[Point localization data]
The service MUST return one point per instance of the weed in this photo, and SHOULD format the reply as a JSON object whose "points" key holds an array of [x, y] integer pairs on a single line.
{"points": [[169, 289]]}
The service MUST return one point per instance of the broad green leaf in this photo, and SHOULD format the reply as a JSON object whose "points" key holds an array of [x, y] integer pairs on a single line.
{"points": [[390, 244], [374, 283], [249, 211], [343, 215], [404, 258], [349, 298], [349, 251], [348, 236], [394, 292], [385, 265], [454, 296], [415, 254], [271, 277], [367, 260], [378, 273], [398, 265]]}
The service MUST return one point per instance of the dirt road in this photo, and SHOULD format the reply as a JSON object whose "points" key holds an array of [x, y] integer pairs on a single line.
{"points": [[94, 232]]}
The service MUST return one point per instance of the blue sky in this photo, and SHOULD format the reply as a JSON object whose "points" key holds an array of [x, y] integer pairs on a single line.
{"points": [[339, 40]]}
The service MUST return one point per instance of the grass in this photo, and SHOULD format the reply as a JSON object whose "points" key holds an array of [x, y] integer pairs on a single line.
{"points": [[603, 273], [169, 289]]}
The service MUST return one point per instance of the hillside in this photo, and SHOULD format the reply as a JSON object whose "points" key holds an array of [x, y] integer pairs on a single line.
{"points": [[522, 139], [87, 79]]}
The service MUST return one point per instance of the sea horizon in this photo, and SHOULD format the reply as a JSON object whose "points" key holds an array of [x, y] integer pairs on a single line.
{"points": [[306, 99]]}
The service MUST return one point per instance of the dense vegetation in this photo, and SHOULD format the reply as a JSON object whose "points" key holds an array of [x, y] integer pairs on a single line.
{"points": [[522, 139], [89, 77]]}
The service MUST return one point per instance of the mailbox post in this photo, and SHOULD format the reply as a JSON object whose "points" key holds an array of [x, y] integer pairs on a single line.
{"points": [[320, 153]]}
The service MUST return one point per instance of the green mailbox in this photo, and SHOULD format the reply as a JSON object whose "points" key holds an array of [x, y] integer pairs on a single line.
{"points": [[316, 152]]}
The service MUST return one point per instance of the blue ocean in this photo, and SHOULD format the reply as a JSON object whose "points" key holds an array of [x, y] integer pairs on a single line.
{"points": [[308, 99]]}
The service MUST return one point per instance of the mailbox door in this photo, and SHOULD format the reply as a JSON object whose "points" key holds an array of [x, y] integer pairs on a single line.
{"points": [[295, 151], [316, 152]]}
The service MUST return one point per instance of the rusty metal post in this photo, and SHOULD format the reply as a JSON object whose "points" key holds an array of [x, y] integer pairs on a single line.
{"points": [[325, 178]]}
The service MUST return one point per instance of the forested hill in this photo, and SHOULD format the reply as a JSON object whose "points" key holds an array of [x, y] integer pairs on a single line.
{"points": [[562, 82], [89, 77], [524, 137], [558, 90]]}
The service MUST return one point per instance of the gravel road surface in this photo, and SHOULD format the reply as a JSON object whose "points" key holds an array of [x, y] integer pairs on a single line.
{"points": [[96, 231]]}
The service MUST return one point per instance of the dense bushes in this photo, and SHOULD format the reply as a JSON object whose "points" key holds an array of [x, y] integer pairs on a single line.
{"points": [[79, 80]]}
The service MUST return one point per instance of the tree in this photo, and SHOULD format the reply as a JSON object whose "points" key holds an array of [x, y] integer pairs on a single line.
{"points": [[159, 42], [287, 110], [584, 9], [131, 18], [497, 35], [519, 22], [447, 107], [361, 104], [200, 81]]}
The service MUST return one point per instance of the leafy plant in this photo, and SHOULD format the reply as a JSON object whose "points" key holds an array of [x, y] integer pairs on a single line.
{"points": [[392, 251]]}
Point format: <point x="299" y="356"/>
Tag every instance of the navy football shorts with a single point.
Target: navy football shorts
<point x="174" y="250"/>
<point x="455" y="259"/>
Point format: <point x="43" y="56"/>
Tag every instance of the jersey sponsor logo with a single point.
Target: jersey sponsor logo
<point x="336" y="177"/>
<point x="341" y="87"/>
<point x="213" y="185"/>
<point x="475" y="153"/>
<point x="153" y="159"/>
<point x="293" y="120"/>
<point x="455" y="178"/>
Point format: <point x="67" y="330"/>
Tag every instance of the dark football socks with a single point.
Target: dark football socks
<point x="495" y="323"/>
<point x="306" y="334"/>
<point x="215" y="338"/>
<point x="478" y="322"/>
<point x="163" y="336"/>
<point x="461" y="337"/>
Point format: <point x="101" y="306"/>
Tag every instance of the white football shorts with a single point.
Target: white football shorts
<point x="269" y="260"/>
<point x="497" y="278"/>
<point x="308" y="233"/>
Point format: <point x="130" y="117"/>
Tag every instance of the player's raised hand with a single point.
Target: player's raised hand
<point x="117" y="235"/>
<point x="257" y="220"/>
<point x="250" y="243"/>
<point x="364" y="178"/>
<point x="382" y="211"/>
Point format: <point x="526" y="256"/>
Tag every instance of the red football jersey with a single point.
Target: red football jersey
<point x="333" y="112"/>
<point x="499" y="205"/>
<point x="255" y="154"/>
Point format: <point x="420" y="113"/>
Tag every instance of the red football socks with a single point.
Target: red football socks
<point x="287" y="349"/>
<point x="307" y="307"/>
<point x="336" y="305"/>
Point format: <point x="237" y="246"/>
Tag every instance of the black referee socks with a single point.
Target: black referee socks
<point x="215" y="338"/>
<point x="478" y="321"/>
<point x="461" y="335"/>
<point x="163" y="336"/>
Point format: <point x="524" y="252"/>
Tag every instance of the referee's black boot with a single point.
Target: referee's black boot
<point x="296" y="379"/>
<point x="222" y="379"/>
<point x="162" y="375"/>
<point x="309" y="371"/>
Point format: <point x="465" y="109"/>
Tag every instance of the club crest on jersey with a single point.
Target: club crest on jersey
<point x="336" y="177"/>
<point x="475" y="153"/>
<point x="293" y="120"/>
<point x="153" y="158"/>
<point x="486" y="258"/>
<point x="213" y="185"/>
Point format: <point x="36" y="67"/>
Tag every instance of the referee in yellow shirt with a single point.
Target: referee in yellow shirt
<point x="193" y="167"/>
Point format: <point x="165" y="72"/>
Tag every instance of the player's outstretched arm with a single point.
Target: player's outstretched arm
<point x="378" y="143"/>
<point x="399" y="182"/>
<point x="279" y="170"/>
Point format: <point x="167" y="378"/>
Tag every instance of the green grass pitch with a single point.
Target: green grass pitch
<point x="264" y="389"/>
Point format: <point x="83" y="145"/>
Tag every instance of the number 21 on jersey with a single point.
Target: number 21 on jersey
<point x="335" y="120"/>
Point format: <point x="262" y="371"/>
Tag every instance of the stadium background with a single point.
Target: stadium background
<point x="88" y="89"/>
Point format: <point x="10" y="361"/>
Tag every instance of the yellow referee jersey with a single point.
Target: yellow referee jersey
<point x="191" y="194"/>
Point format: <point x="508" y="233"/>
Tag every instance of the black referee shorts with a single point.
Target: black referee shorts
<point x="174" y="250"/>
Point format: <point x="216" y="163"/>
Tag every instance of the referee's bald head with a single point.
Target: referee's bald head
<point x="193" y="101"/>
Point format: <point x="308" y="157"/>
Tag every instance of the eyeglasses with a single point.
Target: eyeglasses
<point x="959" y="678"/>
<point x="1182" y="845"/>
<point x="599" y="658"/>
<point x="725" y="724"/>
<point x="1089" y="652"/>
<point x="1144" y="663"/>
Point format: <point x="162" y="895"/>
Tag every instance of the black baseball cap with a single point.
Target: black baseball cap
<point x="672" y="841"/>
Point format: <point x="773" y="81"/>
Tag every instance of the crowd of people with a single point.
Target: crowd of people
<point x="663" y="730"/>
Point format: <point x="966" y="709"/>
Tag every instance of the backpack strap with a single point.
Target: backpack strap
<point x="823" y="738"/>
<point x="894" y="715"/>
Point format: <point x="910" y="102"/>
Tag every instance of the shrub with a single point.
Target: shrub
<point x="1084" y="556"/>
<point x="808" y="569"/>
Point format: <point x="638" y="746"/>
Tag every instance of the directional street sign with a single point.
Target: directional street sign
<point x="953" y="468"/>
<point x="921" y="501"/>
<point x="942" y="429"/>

## WHAT THE TASK REQUIRES
In the records above, the line with "Tag every instance of the referee's bald" marks the start and the line with "Tag every instance of the eyeglasses" marks the end; copy that stretch exactly, both lines included, and nothing else.

## EXERCISE RESPONSE
Tag every instance of the referee's bald head with a single point.
Target: referee's bald head
<point x="193" y="101"/>
Point format: <point x="308" y="157"/>
Tag every instance of the eyeglasses with a single point.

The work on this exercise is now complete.